(Phrase grounding data)
====
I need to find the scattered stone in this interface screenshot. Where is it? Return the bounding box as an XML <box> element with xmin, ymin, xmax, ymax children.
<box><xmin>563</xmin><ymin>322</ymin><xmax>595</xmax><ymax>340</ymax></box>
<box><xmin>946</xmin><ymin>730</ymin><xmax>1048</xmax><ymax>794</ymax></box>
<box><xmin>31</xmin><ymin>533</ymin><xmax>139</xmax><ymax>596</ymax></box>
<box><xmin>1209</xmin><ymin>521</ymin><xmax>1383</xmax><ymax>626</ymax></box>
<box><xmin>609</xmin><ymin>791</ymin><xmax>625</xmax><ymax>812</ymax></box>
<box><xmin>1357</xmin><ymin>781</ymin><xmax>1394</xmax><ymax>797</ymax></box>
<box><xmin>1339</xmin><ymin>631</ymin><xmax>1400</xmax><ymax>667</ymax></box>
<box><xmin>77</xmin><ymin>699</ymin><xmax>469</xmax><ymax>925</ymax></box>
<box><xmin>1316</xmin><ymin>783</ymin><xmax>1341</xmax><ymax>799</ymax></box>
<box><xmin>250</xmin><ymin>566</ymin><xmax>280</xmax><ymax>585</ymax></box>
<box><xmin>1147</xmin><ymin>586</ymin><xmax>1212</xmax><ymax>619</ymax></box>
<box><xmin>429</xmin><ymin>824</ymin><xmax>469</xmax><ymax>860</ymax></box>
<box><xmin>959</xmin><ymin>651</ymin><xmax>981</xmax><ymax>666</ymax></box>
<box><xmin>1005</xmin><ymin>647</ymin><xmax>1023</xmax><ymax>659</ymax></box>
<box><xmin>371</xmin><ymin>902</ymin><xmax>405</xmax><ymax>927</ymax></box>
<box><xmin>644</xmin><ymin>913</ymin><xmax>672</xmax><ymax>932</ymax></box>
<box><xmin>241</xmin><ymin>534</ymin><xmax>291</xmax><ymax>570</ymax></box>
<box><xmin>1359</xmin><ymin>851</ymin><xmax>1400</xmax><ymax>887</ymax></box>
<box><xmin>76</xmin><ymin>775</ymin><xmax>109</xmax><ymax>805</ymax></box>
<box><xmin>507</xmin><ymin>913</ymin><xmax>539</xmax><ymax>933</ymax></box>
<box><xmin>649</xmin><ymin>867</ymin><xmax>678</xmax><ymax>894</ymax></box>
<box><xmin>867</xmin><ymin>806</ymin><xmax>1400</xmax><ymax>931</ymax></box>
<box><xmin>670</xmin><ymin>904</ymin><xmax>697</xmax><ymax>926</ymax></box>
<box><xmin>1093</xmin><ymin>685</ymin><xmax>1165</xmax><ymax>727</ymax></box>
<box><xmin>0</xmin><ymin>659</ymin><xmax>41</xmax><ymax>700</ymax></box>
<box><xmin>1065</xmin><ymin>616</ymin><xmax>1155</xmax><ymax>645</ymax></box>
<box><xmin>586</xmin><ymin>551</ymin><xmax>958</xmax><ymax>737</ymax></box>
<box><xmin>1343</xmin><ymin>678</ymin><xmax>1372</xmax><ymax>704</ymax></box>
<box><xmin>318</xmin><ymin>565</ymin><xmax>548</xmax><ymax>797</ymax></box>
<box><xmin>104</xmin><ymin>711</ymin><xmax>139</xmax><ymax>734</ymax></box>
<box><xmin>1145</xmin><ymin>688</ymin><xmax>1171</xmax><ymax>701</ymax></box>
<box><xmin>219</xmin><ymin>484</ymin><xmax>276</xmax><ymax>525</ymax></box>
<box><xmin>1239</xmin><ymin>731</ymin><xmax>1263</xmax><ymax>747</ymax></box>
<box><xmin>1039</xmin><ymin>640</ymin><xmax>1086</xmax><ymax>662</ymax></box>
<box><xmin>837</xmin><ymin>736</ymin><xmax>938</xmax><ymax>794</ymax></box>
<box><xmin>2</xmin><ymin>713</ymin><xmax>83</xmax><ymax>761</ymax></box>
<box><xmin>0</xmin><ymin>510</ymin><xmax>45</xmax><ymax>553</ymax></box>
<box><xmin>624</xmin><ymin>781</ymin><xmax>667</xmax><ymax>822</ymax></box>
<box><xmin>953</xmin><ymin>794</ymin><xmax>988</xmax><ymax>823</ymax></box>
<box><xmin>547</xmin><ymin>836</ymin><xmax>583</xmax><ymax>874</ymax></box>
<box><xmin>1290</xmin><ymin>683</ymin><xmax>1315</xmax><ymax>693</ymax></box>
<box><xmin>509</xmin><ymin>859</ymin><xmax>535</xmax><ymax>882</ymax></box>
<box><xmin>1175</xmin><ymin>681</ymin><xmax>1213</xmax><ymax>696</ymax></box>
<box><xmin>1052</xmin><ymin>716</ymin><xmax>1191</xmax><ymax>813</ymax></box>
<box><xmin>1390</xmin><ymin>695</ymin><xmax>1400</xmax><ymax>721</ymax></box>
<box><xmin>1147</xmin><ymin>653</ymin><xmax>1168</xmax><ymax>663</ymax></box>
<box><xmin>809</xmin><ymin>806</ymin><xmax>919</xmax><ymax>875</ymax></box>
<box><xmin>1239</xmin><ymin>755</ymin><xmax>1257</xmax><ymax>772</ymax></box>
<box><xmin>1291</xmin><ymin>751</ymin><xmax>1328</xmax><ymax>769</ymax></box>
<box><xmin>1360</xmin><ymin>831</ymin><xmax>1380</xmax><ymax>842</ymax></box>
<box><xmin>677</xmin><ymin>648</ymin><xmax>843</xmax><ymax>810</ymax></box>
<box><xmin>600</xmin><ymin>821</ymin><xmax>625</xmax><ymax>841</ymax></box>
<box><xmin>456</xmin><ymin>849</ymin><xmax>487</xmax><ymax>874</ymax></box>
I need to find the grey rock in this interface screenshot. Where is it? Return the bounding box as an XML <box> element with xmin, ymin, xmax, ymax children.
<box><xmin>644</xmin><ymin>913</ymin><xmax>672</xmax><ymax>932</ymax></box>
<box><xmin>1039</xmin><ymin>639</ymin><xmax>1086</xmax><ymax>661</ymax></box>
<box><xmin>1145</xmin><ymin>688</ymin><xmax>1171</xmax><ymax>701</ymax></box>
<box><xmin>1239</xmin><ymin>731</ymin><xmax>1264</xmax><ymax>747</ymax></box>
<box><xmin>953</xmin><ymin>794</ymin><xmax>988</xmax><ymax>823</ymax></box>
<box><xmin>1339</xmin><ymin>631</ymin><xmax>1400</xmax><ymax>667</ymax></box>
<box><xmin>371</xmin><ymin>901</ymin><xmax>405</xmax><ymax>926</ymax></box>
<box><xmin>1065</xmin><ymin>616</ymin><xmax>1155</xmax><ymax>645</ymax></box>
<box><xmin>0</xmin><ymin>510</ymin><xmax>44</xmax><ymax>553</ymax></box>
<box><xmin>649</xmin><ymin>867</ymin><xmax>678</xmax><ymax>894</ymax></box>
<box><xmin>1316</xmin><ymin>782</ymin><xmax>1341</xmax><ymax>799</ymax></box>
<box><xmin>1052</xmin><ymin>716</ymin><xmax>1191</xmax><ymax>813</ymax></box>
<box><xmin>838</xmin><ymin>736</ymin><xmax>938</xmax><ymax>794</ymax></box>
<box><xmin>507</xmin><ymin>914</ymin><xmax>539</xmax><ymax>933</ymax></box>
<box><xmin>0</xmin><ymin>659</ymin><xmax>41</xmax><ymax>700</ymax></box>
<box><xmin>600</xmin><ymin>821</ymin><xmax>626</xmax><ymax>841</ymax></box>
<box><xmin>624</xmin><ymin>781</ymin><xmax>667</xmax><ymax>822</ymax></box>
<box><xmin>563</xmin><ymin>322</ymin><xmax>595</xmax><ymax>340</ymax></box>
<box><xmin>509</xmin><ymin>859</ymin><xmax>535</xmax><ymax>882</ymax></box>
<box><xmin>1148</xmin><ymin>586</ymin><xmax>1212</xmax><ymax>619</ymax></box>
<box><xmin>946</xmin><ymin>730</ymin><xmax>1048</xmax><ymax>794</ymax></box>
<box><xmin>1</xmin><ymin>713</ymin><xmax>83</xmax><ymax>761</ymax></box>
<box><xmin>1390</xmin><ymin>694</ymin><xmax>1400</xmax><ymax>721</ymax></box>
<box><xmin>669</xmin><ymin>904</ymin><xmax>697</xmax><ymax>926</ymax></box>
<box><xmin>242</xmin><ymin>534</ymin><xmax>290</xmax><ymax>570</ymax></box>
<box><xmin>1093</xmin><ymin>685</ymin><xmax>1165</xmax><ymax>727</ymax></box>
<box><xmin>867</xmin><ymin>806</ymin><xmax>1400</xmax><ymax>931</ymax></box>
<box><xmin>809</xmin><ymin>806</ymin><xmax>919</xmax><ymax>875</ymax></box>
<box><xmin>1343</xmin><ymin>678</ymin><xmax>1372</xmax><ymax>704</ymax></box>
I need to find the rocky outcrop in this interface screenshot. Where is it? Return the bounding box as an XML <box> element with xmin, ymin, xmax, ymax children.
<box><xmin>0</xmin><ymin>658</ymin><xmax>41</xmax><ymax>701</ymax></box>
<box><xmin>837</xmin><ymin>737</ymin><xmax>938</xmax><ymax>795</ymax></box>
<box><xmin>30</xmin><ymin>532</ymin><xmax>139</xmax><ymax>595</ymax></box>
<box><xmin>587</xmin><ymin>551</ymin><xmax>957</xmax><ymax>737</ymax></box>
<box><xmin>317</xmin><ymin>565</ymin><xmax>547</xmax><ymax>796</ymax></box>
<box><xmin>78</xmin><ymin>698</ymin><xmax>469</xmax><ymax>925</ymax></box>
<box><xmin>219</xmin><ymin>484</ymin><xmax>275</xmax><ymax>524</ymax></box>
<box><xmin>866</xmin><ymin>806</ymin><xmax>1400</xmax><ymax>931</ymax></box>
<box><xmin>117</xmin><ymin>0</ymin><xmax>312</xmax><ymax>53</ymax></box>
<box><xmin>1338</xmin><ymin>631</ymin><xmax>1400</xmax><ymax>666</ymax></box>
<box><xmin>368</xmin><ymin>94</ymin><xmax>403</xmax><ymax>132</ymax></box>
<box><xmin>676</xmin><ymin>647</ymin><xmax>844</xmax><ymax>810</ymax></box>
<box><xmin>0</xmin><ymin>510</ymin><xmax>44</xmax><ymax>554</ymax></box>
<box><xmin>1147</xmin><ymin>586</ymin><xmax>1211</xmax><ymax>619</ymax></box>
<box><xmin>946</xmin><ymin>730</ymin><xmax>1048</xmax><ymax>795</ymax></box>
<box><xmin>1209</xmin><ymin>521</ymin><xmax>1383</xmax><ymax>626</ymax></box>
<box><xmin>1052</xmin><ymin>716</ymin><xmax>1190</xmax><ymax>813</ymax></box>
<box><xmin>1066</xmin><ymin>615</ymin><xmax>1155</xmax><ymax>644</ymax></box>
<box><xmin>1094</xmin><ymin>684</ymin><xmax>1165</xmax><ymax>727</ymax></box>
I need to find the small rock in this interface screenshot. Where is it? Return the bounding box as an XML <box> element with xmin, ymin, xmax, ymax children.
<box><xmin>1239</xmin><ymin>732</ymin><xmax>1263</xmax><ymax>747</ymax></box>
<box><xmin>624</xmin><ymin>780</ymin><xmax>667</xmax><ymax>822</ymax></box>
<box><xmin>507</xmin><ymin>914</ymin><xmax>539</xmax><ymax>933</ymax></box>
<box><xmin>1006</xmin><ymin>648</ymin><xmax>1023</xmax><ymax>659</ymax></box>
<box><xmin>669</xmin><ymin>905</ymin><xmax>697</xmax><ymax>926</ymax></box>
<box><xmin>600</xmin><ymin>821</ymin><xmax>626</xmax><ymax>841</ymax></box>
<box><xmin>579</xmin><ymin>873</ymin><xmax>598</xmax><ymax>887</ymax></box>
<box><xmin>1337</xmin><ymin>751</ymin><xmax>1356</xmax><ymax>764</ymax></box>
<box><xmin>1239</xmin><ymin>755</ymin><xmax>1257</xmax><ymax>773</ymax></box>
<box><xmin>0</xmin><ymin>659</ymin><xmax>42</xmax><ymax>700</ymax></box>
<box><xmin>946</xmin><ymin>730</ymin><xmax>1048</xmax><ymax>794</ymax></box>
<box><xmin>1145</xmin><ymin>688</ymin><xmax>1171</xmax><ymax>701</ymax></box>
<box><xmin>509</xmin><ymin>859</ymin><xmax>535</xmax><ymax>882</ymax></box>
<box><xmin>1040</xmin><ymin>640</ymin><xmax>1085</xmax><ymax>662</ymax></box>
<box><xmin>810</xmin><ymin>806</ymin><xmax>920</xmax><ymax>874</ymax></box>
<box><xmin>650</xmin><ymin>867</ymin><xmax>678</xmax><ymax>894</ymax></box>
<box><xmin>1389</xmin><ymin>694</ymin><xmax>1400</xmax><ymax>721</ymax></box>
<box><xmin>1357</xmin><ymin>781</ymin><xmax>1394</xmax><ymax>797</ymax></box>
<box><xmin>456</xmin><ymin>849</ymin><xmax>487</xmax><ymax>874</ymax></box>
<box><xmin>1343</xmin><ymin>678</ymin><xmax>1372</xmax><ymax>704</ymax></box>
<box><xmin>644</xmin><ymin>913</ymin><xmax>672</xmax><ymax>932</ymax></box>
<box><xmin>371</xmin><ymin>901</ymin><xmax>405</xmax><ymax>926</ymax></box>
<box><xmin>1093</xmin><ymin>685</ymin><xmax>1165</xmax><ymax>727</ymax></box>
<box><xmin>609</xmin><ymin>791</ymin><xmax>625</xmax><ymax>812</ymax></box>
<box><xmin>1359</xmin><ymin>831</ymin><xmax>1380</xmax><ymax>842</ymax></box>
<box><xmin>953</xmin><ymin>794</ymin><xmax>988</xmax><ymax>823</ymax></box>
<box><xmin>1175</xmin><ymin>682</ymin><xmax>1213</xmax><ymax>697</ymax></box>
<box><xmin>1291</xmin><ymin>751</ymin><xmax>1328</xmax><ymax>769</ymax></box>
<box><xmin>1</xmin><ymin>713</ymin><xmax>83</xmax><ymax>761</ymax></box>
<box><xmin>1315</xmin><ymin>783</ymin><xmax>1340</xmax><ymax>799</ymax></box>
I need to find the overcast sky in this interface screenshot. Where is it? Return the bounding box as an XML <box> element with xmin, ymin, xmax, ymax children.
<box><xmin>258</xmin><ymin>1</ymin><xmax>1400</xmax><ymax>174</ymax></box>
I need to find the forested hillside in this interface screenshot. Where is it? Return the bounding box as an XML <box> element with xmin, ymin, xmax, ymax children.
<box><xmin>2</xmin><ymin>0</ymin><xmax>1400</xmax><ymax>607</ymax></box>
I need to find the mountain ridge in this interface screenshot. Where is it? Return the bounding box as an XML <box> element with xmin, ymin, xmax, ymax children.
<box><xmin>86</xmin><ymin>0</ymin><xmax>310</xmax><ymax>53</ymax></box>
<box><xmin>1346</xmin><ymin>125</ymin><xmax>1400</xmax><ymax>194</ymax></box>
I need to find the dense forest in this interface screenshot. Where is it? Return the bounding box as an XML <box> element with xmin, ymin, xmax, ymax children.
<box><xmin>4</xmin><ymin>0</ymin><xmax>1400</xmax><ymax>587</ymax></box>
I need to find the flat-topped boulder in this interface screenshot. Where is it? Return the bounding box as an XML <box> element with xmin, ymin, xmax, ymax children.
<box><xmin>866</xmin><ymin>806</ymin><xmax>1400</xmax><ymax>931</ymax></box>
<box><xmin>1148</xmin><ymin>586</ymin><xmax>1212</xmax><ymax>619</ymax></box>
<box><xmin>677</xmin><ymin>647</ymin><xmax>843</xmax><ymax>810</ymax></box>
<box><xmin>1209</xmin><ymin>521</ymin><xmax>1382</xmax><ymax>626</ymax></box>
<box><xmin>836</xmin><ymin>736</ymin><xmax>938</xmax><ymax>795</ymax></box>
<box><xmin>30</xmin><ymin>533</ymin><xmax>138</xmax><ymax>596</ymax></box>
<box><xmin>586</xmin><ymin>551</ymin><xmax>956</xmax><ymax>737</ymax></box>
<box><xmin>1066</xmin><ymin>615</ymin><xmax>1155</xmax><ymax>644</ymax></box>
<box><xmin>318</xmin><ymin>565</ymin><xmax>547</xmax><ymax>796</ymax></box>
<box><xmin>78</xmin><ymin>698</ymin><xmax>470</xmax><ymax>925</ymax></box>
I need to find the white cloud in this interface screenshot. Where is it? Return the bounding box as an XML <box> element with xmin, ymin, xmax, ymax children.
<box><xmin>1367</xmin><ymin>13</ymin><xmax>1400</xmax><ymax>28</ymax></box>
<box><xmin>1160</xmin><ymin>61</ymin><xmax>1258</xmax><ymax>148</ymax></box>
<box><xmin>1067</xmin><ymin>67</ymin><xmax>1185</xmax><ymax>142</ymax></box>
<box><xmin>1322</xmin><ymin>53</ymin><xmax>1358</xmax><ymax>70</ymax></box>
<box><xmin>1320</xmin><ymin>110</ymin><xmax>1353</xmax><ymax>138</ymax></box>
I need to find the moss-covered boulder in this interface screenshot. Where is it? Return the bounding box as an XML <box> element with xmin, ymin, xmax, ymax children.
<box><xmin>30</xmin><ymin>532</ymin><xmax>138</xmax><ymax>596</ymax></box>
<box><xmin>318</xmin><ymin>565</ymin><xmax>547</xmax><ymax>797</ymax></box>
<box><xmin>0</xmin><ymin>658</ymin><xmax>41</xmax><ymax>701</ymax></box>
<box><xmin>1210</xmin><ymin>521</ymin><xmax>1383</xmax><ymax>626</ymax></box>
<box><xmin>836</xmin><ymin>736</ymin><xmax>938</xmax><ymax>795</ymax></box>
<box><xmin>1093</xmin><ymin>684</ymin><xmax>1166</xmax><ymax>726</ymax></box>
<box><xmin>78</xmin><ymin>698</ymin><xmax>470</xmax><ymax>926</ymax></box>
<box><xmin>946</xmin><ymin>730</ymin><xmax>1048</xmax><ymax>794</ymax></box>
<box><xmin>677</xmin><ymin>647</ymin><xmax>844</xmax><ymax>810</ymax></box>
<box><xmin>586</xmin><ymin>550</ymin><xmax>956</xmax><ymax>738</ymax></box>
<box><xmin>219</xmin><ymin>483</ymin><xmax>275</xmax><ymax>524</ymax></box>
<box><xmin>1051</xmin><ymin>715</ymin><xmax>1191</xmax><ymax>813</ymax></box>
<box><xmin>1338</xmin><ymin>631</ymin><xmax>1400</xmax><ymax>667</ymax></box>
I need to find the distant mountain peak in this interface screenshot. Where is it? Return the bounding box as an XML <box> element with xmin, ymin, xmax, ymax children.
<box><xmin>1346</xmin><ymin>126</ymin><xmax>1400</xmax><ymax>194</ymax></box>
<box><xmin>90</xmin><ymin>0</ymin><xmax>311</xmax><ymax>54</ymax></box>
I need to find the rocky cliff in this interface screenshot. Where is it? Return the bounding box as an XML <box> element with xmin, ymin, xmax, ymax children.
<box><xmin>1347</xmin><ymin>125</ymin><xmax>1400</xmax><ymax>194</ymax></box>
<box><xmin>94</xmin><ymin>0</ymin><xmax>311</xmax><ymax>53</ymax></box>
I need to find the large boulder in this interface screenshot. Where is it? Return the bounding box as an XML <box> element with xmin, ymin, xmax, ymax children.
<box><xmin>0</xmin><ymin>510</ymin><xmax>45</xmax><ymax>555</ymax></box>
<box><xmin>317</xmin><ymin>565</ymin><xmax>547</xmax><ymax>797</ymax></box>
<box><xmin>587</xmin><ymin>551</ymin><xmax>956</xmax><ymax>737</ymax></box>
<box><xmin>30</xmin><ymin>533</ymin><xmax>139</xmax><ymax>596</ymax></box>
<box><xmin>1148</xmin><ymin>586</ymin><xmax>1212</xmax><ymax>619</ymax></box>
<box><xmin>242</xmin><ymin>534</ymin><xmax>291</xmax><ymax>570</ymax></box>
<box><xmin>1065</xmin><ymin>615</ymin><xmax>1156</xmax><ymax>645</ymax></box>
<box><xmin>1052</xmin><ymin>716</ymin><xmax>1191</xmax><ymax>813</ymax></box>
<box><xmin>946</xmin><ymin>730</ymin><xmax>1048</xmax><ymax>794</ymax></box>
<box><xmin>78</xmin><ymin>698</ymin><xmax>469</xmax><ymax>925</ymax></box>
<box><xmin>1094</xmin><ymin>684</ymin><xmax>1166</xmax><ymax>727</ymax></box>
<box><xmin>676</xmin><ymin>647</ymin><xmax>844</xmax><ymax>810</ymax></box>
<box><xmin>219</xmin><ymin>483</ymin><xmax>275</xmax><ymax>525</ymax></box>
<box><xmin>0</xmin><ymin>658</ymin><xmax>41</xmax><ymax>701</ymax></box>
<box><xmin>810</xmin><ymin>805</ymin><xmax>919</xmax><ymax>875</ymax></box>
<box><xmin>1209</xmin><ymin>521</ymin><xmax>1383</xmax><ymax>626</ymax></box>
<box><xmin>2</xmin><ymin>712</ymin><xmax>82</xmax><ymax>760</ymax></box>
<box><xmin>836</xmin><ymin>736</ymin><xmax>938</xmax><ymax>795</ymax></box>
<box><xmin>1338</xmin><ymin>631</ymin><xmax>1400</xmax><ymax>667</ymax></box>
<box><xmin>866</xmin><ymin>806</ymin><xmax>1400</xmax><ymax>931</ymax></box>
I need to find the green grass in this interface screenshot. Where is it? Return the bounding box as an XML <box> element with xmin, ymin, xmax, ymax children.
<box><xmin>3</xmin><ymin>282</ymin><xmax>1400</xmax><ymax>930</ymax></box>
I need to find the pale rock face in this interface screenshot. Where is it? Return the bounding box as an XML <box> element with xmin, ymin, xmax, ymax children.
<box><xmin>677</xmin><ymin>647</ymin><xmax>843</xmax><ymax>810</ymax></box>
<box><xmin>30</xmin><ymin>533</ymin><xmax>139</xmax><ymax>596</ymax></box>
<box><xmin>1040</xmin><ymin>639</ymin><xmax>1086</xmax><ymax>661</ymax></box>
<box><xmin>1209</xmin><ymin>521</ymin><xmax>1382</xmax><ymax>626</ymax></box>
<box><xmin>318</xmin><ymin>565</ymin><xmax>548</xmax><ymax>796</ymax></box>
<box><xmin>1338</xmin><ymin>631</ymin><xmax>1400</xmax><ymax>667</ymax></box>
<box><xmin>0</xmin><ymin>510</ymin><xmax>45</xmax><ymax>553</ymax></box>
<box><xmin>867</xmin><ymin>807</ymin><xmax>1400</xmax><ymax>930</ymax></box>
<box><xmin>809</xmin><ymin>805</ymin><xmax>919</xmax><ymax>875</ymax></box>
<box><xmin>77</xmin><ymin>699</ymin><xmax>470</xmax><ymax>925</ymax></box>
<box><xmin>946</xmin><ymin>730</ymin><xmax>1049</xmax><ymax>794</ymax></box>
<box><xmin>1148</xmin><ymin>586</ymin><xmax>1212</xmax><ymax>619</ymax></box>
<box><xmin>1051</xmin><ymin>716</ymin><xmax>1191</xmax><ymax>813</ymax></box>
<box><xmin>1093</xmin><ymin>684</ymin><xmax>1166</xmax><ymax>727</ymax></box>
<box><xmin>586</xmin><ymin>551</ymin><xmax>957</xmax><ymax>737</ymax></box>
====
▶ [INSTRUCTIONS TO FOLLOW]
The response must contain each line above that holds the string "mountain".

▶ [RESPONSE]
I need to find the mountain ridge in this interface screenshot. Where is it? Return the bounding box as an XML <box> element with xmin, ymin, xmax, ymax children.
I need to find the distant mountain peak in this interface screenshot. Where is it? Return the bounding box as an XML <box> element with xmin, ymin, xmax, ymax children.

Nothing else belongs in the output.